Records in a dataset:
═══

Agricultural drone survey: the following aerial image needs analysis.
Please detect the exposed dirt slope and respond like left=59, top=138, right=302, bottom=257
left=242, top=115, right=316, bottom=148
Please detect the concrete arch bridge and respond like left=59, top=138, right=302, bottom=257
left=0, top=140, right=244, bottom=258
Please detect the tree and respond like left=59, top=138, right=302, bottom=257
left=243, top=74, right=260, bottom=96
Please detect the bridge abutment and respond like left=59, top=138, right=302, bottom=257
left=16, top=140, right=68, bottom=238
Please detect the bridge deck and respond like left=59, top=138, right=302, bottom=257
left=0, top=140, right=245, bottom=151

═══

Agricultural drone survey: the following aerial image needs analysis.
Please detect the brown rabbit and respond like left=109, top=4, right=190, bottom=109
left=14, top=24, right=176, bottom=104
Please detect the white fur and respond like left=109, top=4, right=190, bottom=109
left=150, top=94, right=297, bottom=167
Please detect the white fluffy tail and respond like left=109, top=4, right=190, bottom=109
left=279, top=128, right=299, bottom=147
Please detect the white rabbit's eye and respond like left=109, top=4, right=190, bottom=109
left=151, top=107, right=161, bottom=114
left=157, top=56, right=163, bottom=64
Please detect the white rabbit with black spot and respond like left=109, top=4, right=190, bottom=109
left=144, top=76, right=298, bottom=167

═══

PROBLEM
Render as a JSON list of strings, one string per line, the records from the line with "Please detect the concrete" to the line with "left=0, top=140, right=245, bottom=151", leaving out blank lines.

CORRECT ANSWER
[
  "Please detect the concrete arch bridge and respond like left=59, top=138, right=302, bottom=257",
  "left=0, top=140, right=244, bottom=258",
  "Please detect the tree and respond like left=59, top=138, right=302, bottom=257",
  "left=243, top=74, right=260, bottom=96",
  "Please detect the bridge abutment and respond like left=59, top=138, right=302, bottom=257",
  "left=16, top=140, right=68, bottom=238",
  "Please detect the bridge deck and respond like left=59, top=138, right=302, bottom=257",
  "left=0, top=140, right=245, bottom=151"
]